INSTRUCTIONS TO FOLLOW: After finding the line with "Would you be so kind as to mark the shop sign" in the data below, set down exactly each line through the one with "Would you be so kind as to mark the statue", inclusive, and stop there.

SOURCE DATA:
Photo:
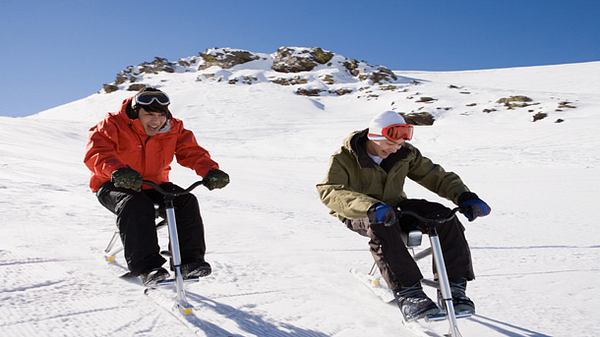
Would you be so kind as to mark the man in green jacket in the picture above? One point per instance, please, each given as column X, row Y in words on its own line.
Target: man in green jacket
column 364, row 188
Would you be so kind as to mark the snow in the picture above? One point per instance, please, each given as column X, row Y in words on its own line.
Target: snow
column 281, row 263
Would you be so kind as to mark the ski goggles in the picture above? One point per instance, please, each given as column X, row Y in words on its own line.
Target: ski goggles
column 148, row 97
column 395, row 132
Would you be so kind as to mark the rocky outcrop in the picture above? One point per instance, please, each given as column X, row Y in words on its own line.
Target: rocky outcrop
column 379, row 76
column 295, row 60
column 288, row 60
column 290, row 81
column 225, row 58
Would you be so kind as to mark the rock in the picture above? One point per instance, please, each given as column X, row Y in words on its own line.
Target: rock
column 505, row 100
column 136, row 87
column 295, row 60
column 225, row 58
column 539, row 115
column 425, row 99
column 327, row 79
column 290, row 81
column 352, row 67
column 379, row 76
column 341, row 91
column 108, row 88
column 243, row 79
column 565, row 104
column 308, row 92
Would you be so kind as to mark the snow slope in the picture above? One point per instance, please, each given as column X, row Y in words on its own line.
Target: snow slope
column 280, row 261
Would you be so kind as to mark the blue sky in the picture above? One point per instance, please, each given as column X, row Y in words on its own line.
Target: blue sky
column 54, row 52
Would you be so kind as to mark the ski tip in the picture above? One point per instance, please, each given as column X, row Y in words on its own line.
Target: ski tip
column 127, row 275
column 186, row 311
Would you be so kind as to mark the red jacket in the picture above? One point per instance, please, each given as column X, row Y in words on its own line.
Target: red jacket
column 118, row 141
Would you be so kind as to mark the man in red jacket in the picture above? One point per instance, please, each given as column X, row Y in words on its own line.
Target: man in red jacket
column 140, row 142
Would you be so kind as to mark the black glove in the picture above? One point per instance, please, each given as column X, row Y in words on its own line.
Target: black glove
column 381, row 213
column 126, row 177
column 472, row 207
column 215, row 178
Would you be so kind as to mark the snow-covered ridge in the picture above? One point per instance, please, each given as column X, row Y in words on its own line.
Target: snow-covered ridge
column 309, row 71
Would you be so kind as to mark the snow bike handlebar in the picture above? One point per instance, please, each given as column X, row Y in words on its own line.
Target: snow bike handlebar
column 435, row 222
column 173, row 194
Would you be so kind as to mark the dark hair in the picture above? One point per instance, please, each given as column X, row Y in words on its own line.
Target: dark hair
column 133, row 112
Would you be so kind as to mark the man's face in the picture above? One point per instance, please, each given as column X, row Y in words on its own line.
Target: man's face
column 384, row 148
column 151, row 121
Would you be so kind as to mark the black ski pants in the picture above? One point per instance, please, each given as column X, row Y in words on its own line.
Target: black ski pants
column 396, row 264
column 136, row 222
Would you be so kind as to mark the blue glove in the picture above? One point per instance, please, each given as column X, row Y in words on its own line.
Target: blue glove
column 126, row 177
column 381, row 213
column 472, row 207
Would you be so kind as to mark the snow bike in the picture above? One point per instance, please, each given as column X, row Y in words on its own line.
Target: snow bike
column 442, row 284
column 181, row 301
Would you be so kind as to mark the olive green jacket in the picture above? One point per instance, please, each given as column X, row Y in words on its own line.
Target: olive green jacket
column 354, row 182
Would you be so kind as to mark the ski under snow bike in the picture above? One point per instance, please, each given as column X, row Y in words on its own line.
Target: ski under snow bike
column 412, row 240
column 181, row 301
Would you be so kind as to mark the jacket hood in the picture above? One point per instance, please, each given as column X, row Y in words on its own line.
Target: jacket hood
column 125, row 114
column 356, row 144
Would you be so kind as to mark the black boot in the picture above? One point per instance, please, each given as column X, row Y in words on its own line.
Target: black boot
column 152, row 277
column 414, row 304
column 195, row 270
column 462, row 304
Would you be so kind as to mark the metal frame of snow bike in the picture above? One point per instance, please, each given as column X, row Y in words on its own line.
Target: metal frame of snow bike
column 181, row 301
column 412, row 240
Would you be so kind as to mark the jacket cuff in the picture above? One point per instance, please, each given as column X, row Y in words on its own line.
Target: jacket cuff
column 466, row 196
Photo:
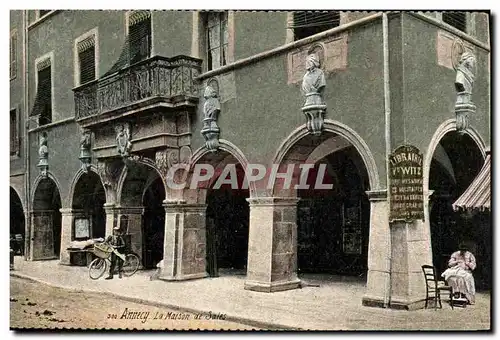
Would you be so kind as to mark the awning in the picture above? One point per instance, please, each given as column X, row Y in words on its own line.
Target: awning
column 478, row 194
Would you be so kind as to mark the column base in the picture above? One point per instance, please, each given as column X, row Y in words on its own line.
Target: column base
column 270, row 287
column 399, row 304
column 184, row 277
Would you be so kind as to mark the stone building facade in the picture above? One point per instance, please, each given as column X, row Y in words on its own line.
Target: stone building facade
column 108, row 101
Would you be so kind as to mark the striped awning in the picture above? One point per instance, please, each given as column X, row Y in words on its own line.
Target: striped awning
column 478, row 194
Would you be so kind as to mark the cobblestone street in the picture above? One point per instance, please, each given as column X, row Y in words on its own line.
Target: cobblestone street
column 35, row 305
column 334, row 305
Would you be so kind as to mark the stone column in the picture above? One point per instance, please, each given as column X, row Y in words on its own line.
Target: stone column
column 184, row 252
column 272, row 245
column 379, row 252
column 411, row 248
column 111, row 220
column 130, row 222
column 67, row 218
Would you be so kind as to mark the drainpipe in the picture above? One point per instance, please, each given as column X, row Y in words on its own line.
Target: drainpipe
column 388, row 148
column 27, row 220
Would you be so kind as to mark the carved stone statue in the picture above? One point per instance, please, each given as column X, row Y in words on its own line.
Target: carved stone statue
column 211, row 110
column 313, row 85
column 85, row 155
column 43, row 154
column 464, row 83
column 123, row 143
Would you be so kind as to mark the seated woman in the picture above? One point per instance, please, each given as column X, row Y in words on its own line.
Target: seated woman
column 459, row 274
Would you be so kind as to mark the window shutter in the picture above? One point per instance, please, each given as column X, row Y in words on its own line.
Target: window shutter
column 43, row 100
column 14, row 139
column 13, row 55
column 456, row 19
column 140, row 36
column 86, row 56
column 309, row 23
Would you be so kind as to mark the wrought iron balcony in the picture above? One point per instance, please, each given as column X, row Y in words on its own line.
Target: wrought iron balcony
column 170, row 81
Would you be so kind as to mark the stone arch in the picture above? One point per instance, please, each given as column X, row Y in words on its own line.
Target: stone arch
column 132, row 168
column 77, row 177
column 46, row 220
column 36, row 183
column 228, row 147
column 447, row 126
column 339, row 129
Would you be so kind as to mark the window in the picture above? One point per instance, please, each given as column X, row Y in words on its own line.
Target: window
column 456, row 19
column 13, row 54
column 216, row 39
column 43, row 99
column 86, row 60
column 139, row 35
column 14, row 133
column 306, row 24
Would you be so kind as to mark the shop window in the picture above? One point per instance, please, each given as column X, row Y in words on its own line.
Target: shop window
column 456, row 19
column 305, row 24
column 86, row 60
column 216, row 39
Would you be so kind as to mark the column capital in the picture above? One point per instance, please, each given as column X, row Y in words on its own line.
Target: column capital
column 273, row 201
column 377, row 195
column 66, row 211
column 130, row 210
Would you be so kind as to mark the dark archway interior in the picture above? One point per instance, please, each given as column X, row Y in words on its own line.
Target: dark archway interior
column 17, row 223
column 153, row 223
column 48, row 199
column 333, row 224
column 88, row 202
column 227, row 219
column 454, row 166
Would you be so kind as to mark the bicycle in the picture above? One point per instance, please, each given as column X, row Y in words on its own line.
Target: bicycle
column 100, row 265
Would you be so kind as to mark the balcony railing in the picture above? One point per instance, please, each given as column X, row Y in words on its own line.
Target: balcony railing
column 171, row 80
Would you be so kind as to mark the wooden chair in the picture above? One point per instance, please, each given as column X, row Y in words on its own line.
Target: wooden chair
column 434, row 286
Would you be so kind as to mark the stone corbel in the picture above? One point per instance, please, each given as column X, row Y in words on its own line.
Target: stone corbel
column 211, row 110
column 85, row 150
column 43, row 155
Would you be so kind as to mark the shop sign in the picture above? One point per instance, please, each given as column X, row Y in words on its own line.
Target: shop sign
column 406, row 184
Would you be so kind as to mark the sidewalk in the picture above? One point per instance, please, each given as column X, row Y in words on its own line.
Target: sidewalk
column 335, row 305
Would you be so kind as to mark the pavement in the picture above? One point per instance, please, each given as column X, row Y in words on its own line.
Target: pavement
column 334, row 305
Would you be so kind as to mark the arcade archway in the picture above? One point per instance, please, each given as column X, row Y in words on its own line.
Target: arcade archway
column 227, row 213
column 141, row 216
column 456, row 161
column 153, row 223
column 17, row 223
column 332, row 222
column 88, row 205
column 46, row 221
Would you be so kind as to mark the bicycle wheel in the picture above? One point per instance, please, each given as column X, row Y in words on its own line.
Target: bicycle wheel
column 131, row 264
column 97, row 268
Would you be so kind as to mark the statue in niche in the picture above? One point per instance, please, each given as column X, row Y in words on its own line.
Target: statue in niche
column 123, row 140
column 313, row 82
column 464, row 83
column 43, row 154
column 85, row 156
column 211, row 110
column 313, row 85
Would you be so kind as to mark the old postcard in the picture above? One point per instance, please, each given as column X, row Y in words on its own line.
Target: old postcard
column 250, row 170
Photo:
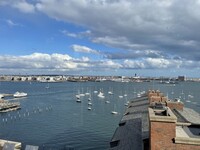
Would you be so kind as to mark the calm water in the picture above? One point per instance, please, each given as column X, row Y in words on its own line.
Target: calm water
column 52, row 119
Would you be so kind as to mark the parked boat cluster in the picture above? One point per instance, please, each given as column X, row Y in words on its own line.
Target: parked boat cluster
column 80, row 97
column 6, row 106
column 8, row 117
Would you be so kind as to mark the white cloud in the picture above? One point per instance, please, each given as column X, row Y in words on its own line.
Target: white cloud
column 83, row 49
column 11, row 23
column 21, row 5
column 166, row 25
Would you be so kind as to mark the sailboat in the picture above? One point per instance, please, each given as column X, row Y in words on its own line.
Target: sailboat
column 114, row 112
column 110, row 92
column 101, row 95
column 89, row 108
column 127, row 102
column 47, row 86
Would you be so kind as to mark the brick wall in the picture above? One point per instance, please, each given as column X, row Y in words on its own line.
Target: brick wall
column 161, row 135
column 175, row 105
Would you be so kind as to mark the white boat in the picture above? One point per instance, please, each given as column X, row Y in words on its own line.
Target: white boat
column 107, row 102
column 1, row 96
column 82, row 94
column 47, row 86
column 78, row 96
column 20, row 94
column 87, row 93
column 101, row 95
column 114, row 112
column 110, row 92
column 78, row 101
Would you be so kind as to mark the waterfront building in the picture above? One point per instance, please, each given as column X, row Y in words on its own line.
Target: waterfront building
column 153, row 122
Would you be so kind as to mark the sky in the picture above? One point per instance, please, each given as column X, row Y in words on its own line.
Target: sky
column 100, row 37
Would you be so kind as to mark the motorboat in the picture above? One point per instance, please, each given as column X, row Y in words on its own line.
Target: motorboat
column 101, row 95
column 114, row 112
column 20, row 94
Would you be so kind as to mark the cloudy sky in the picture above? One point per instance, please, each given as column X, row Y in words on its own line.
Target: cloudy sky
column 100, row 37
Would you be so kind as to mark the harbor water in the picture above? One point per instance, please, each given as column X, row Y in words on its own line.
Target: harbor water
column 51, row 118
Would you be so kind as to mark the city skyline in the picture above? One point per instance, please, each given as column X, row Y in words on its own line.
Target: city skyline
column 100, row 37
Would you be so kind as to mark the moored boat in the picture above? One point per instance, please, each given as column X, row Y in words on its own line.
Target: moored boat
column 20, row 94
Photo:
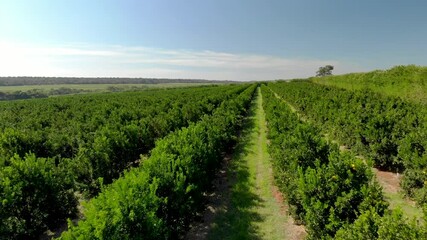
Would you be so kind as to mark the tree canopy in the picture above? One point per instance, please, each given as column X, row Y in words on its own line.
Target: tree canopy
column 325, row 71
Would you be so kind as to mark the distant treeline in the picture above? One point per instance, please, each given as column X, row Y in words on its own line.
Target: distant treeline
column 18, row 81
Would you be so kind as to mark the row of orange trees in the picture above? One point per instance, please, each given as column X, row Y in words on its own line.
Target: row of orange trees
column 51, row 148
column 387, row 130
column 158, row 199
column 333, row 193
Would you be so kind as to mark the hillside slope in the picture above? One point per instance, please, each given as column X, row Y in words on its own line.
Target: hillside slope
column 408, row 82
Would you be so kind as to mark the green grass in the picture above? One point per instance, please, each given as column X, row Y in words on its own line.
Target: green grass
column 409, row 209
column 407, row 82
column 95, row 87
column 252, row 211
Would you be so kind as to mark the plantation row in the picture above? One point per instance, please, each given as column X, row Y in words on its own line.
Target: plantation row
column 333, row 193
column 158, row 199
column 388, row 130
column 51, row 148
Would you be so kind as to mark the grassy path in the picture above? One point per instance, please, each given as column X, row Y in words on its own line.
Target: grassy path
column 389, row 181
column 253, row 207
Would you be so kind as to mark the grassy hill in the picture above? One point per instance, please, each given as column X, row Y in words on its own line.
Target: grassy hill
column 408, row 82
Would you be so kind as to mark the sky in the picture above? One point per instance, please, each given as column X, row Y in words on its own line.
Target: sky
column 209, row 39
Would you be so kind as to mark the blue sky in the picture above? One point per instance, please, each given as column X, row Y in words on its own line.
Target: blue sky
column 209, row 39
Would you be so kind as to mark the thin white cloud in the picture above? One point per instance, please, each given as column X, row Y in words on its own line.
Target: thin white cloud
column 123, row 61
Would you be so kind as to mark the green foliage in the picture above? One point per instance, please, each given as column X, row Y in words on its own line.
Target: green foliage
column 325, row 71
column 325, row 189
column 408, row 82
column 159, row 199
column 90, row 140
column 392, row 225
column 34, row 195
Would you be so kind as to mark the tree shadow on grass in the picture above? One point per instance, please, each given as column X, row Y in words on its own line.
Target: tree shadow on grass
column 236, row 218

SOLVED EXERCISE:
Would you be so kind as to mark the shop sign in the picture above? One point per instance, please, each given as column X, row Y in words on its own line.
Target: shop sign
column 406, row 184
Would you be so kind as to mark the sidewalk in the picture above? One point per instance, please, each given as column X, row Y in words on its own line.
Target: sidewalk
column 335, row 305
Would you be so kind as to mark the pavement in the picture above? One point per instance, please, each given as column X, row Y in words on its own line.
Target: pavement
column 334, row 305
Would you be so kind as to mark the arcade archway in the picture above? One point per instance, please, each given as column X, row Y in words on its own line.
Target: arcade archway
column 227, row 213
column 141, row 216
column 456, row 161
column 153, row 223
column 17, row 223
column 332, row 222
column 88, row 205
column 46, row 221
Would you be so kind as to mark the bicycle wheel in the picture above? One point per instance, please, each given as column X, row Y in words on its own line.
Target: bicycle wheel
column 131, row 264
column 97, row 268
Would you be so kind as to mark the statue in niche in the picture above? One point per instance, please, each given as column X, row Y in words on its own line.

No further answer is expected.